Excerpt:
BEGIN

The ACC’s inquiry is pinning down on allegations that BAT siphoned between $20bn and $30bn out of Bangladesh over several decades through manipulation and financial irregularities. 

The allegations are ‘sweeping’ and yet to be proven. Yet the instinctive corporate defence mounted by BAT’s ‘supporters’—that such sums are mathematically impossible because tobacco taxes consume most cigarette revenue—reveals how misunderstood the mechanics of multinational profit extraction remain in Bangladesh. 

The defence rests on a superficially appealing but fundamentally flawed premise. 

Since around 83% of cigarette retail prices in Bangladesh go to the government in excise duties and VAT, the argument goes, BAT retains only a tiny fraction of sales revenue after taxes. 

Therefore, it supposedly lacks the financial capacity to move vast sums abroad. 

This line of reasoning conflates tax collection with economic value capture. Cigarette taxes are embedded within the retail price paid by consumers; the company merely acts as a collector and remitter. 

So the thing that matters is not the final tax-inclusive retail price but the pricing architecture underneath it: procurement contracts, transfer pricing, royalty arrangements, intercompany payments, inventory valuation and intra-group financial engineering.

Indeed, the company’s defenders inadvertently acknowledge this reality when they concede that multinational firms commonly use transfer pricing mechanisms to shift profits internationally. 

Transfer pricing is one of the principal ways multinational corporations legally or illegally move value across jurisdictions while suppressing taxable profits locally. Once that fact is admitted, the simplistic “only 14% remains” argument collapses.

Tobacco industry’s layered strategy 

The tobacco industry’s global history suggests precisely why regulators are paying renewed attention these days. 

BAT has repeatedly faced allegations in multiple countries involving tax discrepancies, opaque revenue accounting and aggressive pricing practices. 

In Kenya, investigative reports uncovered discrepancies of nearly $93m between revenue figures reported by BAT Kenya and financial data appearing elsewhere within the group structure, prompting concerns about whether taxable income had been understated. 

Similar questions have surfaced in South Africa and other developing markets where tobacco multinationals operate through deeply integrated cross-border supply chains. 

In the Netherlands, one of BAT’s major European operational hubs, investigators and tax justice advocates have long scrutinised the role of Dutch financial structures in facilitating multinational tax minimisation strategies. 

Dutch holding entities have historically served as conduits for royalty routing, intellectual property transfers and intra-company financing arrangements that allow profits generated in high-consumption countries to appear in low-tax jurisdictions. 

BAT has consistently denied wrongdoing in these matters. 

Yet the broader international pattern demonstrates that tobacco multinationals possess both the technical sophistication and institutional experience required to move profits across borders while remaining formally compliant with fragmented national tax systems.

Bangladesh’s tax authorities, meanwhile, have repeatedly uncovered evidence suggesting that BAT’s local tax conduct deserves scrutiny far beyond ordinary compliance disputes.

END

Records shown:
BEGIN

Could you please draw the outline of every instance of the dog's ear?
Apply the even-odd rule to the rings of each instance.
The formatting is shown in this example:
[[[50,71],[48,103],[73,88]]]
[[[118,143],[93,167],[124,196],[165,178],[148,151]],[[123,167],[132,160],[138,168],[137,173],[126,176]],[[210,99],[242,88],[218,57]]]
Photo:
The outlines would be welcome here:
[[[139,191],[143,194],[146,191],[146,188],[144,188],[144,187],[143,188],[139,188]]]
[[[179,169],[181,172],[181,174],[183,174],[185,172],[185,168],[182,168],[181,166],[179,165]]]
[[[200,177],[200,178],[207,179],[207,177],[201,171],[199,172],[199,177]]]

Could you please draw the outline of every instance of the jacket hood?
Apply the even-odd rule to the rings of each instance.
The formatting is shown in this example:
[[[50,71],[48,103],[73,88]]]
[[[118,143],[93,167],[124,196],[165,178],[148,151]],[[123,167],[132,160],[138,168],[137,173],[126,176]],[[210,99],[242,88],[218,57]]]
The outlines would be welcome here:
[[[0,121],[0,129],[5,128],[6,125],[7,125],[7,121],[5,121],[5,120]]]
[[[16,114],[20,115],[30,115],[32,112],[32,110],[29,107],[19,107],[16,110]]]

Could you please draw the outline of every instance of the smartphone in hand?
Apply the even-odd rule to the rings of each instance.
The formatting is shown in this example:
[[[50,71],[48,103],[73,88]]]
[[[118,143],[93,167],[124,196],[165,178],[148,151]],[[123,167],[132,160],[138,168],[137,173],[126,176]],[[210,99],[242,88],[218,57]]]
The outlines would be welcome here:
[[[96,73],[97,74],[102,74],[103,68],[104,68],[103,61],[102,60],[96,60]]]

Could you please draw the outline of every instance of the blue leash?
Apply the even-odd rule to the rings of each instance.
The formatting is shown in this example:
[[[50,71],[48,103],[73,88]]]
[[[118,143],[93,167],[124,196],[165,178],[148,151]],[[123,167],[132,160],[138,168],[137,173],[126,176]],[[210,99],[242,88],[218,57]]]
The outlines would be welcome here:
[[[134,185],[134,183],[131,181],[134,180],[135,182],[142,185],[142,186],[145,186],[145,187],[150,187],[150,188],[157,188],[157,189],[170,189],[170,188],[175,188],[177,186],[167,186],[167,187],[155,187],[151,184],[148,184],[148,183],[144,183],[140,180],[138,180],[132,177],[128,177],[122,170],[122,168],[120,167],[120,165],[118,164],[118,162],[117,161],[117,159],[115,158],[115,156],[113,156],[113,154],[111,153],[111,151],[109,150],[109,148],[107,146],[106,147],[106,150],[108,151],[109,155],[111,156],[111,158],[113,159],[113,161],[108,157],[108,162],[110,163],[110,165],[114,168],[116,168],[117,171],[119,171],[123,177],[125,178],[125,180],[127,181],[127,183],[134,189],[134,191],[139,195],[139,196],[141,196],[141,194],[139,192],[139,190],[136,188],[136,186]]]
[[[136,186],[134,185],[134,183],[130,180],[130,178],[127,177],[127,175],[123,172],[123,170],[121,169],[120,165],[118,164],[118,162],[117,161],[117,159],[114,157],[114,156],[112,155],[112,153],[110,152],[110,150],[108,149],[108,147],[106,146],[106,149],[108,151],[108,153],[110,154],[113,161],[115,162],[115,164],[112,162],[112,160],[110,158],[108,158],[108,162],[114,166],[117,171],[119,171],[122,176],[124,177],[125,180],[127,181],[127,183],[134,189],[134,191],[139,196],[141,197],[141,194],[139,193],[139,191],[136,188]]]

END
BEGIN

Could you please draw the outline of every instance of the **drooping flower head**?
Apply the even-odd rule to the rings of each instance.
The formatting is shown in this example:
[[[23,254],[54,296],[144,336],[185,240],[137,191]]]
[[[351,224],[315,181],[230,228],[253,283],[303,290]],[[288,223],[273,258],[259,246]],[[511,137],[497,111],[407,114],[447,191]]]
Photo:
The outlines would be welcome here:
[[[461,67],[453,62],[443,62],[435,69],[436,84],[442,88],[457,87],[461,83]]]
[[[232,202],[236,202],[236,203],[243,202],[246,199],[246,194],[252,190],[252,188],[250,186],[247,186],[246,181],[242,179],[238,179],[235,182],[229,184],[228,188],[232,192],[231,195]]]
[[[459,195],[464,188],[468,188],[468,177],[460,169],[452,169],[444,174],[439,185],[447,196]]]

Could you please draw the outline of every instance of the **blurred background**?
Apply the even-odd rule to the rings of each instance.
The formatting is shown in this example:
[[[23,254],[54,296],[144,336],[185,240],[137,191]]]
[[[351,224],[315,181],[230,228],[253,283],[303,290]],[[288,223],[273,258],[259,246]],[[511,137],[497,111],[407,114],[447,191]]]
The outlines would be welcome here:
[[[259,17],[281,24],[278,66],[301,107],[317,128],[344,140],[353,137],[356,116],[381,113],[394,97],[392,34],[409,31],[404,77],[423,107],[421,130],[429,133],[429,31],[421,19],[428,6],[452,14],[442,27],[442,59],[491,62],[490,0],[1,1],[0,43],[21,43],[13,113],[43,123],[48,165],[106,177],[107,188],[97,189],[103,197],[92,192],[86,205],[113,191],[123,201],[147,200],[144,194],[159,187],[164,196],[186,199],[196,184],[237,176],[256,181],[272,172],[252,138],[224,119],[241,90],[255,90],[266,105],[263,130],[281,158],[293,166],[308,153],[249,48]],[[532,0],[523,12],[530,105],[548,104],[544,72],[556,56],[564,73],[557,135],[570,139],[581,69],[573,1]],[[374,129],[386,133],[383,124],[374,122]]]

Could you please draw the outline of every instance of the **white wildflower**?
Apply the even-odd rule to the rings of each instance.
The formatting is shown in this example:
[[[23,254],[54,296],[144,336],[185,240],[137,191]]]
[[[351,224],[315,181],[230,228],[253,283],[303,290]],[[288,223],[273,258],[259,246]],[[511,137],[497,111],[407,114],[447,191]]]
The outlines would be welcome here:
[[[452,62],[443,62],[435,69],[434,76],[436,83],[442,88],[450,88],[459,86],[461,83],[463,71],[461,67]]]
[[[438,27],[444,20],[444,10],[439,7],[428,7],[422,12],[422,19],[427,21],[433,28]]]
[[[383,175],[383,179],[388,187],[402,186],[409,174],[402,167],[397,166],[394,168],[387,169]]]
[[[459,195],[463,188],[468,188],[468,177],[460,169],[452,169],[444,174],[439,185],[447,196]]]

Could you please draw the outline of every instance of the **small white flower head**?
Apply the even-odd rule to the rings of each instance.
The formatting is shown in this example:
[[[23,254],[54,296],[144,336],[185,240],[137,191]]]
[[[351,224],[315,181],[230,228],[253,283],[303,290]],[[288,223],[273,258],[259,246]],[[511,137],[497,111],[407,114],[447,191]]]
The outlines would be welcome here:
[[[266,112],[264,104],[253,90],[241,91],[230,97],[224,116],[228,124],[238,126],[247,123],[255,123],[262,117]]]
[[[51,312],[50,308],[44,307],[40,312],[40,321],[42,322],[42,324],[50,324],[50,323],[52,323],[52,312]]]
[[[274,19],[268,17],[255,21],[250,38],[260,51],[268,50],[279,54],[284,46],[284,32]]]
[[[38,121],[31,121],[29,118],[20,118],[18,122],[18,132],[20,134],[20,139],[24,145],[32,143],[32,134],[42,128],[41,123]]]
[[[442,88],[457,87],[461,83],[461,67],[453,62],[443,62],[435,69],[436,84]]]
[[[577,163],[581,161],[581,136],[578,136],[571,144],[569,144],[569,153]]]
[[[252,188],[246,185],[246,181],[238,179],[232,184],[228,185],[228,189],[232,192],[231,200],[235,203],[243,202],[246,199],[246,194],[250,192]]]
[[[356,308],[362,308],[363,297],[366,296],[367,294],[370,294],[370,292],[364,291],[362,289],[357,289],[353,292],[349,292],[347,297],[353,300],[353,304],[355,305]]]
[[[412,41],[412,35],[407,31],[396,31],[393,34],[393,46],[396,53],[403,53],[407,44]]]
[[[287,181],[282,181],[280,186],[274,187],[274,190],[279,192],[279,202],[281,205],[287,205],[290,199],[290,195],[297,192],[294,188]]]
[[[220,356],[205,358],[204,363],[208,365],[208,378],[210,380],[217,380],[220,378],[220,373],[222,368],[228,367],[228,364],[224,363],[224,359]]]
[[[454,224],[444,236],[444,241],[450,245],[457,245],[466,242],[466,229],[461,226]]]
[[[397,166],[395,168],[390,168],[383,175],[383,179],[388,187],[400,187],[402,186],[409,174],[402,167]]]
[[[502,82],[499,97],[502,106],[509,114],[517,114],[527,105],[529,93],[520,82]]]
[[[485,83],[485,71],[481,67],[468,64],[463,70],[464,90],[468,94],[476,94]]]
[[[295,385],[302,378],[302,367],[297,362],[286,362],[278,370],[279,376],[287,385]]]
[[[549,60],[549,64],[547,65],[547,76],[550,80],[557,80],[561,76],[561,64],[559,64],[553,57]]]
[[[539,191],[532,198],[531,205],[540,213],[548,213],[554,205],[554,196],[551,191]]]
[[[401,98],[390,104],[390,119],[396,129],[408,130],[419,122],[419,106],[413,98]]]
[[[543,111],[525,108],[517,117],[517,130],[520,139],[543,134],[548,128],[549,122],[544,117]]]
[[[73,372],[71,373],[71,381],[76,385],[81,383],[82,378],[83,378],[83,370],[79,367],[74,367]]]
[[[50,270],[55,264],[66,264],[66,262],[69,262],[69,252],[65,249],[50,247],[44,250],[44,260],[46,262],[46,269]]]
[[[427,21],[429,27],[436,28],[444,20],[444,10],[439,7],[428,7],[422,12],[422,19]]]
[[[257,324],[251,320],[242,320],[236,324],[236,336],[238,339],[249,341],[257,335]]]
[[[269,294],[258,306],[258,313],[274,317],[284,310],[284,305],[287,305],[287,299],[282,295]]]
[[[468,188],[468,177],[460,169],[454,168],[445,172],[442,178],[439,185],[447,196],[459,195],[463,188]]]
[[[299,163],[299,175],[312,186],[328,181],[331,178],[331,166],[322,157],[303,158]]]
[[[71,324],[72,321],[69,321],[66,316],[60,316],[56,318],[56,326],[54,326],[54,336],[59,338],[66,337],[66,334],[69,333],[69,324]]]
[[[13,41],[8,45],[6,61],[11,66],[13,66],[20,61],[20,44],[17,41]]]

END

Required actions:
- A) Answer these questions from the BAT excerpt, each on its own line:
(i) About what share of cigarette retail prices in Bangladesh goes to the government in excise duties and VAT?
(ii) How large were the revenue discrepancies found at BAT Kenya?
(iii) Which country is called one of BAT's major European operational hubs?
- B) Please rewrite the paragraph of the BAT excerpt that begins "So the thing that matters" as a short list, keeping its main facts.
- C) Say whether each statement agrees with the BAT excerpt. Answer yes or no and quote the words that decide it.
(i) The ACC's inquiry concerns allegations that BAT moved between $20bn and $30bn out of Bangladesh.
(ii) The allegations against BAT have been proven.
(iii) BAT has admitted wrongdoing in the matters raised in other countries.
Base every answer on the BAT excerpt alone.

List of solutions:
- A)
(i) Around 83%.
(ii) Nearly $93m.
(iii) The Netherlands.

- B)
What matters is not the final tax-inclusive retail price but the pricing architecture underneath it:
- procurement contracts
- transfer pricing
- royalty arrangements
- intercompany payments
- inventory valuation
- intra-group financial engineering

- C)
(i) Yes: "siphoned between $20bn and $30bn out of Bangladesh over several decades"
(ii) No: "The allegations are ‘sweeping’ and yet to be proven."
(iii) No: "BAT has consistently denied wrongdoing in these matters."